[START OF Given records]

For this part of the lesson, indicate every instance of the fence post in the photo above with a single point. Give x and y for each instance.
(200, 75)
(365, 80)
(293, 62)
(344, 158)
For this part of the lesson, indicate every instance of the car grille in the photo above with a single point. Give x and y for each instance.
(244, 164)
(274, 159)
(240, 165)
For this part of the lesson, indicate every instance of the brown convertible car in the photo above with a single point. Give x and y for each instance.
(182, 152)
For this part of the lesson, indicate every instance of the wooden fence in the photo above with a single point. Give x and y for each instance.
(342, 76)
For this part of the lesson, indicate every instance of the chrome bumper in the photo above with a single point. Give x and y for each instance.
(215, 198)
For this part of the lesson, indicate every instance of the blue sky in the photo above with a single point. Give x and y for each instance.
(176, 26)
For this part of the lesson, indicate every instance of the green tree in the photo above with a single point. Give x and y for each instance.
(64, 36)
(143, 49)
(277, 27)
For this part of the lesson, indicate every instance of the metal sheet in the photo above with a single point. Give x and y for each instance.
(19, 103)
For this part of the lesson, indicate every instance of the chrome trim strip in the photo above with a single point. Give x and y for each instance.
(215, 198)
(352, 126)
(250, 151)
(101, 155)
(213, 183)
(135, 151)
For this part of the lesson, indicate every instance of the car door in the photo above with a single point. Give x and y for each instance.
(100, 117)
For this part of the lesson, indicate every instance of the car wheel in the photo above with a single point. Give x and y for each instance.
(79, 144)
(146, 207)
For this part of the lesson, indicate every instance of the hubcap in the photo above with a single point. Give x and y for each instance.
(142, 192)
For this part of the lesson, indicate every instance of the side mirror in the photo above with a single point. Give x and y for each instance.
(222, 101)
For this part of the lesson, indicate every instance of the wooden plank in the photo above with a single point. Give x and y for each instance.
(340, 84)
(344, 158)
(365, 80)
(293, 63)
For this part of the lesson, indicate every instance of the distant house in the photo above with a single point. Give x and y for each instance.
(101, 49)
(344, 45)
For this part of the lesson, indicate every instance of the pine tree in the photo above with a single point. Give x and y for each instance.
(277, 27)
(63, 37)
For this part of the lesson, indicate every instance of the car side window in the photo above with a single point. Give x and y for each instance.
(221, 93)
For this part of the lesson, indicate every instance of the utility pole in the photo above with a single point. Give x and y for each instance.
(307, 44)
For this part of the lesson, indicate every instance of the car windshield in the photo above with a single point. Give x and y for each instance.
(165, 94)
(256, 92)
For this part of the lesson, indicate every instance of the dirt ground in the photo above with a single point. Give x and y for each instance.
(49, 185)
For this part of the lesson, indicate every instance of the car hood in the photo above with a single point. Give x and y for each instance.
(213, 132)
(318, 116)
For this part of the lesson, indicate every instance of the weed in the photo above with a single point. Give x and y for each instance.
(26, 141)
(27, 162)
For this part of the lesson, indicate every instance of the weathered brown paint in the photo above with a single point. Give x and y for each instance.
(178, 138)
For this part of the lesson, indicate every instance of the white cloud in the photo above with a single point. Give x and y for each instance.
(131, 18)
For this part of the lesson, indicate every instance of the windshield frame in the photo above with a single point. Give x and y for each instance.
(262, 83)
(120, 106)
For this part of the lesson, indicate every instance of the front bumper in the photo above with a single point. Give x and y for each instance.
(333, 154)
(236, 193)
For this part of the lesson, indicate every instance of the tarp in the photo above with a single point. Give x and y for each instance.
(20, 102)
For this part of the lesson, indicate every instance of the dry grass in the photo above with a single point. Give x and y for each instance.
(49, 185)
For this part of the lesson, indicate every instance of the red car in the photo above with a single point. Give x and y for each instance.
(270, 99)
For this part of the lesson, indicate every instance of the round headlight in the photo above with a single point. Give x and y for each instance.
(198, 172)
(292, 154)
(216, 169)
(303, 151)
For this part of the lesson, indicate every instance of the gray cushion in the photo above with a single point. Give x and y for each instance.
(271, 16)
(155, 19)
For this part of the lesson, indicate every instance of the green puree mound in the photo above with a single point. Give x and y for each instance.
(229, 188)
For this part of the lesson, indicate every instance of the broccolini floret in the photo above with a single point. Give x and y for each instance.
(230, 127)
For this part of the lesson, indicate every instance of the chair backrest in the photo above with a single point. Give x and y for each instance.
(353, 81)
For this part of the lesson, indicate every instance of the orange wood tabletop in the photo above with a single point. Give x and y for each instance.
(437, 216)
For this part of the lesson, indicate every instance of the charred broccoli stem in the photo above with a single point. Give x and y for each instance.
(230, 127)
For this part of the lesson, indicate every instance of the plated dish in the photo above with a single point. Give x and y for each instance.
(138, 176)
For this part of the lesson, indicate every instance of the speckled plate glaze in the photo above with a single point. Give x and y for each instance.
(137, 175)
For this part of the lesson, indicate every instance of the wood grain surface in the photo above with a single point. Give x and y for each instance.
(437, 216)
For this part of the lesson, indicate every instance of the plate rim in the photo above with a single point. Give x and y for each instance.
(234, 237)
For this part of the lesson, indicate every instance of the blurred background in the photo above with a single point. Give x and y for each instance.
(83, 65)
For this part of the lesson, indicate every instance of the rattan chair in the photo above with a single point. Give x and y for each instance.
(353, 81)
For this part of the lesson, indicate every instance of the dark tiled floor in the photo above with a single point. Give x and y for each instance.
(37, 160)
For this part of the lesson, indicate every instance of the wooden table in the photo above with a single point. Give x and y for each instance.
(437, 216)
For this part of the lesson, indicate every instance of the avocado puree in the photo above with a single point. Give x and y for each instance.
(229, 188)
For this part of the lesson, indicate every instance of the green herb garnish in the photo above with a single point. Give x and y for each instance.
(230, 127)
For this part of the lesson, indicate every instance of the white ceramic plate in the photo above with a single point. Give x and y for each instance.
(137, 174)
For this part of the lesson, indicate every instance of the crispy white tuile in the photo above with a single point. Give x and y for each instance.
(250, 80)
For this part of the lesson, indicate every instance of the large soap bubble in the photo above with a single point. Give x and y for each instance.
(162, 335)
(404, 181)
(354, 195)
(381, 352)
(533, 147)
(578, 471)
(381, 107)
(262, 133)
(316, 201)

[END OF Given records]
[START OF Given records]

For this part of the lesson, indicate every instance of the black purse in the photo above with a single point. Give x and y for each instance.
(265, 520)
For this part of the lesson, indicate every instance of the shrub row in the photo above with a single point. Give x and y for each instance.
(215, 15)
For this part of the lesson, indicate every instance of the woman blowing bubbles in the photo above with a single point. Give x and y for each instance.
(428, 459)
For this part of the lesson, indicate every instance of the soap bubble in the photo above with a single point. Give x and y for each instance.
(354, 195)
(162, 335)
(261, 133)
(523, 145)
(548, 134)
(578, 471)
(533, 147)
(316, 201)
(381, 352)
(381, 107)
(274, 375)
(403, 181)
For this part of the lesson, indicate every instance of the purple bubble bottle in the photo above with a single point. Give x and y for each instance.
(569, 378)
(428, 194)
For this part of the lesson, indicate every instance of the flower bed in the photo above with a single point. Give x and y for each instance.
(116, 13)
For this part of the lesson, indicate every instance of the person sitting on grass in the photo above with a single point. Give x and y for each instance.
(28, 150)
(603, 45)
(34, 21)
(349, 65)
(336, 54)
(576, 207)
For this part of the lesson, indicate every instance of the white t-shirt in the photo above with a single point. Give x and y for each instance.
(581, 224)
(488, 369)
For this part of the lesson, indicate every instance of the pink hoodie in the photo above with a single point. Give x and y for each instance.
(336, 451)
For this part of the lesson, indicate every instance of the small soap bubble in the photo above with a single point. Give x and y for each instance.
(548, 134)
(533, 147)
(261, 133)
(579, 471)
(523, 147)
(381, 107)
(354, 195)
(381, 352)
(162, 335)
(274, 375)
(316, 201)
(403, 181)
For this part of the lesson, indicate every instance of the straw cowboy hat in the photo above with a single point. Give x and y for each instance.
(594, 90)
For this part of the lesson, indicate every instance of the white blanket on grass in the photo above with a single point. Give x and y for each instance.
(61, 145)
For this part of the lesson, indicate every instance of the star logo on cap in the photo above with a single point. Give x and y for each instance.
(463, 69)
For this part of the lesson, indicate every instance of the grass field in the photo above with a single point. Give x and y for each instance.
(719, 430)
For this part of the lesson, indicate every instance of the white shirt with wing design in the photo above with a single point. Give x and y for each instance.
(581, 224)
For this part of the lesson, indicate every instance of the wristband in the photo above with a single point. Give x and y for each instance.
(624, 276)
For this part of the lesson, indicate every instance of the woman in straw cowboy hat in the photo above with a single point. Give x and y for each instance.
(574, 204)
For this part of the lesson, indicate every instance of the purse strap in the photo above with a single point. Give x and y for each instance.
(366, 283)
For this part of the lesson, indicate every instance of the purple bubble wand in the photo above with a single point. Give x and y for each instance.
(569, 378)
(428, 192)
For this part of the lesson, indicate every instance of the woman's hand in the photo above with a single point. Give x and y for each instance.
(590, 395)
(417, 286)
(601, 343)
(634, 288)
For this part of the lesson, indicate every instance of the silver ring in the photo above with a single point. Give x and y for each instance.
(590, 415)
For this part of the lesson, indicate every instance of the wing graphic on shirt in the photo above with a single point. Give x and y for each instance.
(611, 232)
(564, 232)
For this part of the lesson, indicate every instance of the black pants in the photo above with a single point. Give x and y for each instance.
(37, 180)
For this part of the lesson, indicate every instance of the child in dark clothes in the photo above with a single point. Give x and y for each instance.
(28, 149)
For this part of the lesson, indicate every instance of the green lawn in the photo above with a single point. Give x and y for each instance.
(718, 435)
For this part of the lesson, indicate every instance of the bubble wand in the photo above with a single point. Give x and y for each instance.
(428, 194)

[END OF Given records]

Filter the records above and copy out every line that contains the word "black". Matching is case-sensitive.

For this part of the lesson, indicate every instance of the black purse in the photo above with a single point. Give x and y for each instance.
For this part of the lesson, indicate every instance of the black pants in the photo above with a single point. Give x and y for each instance.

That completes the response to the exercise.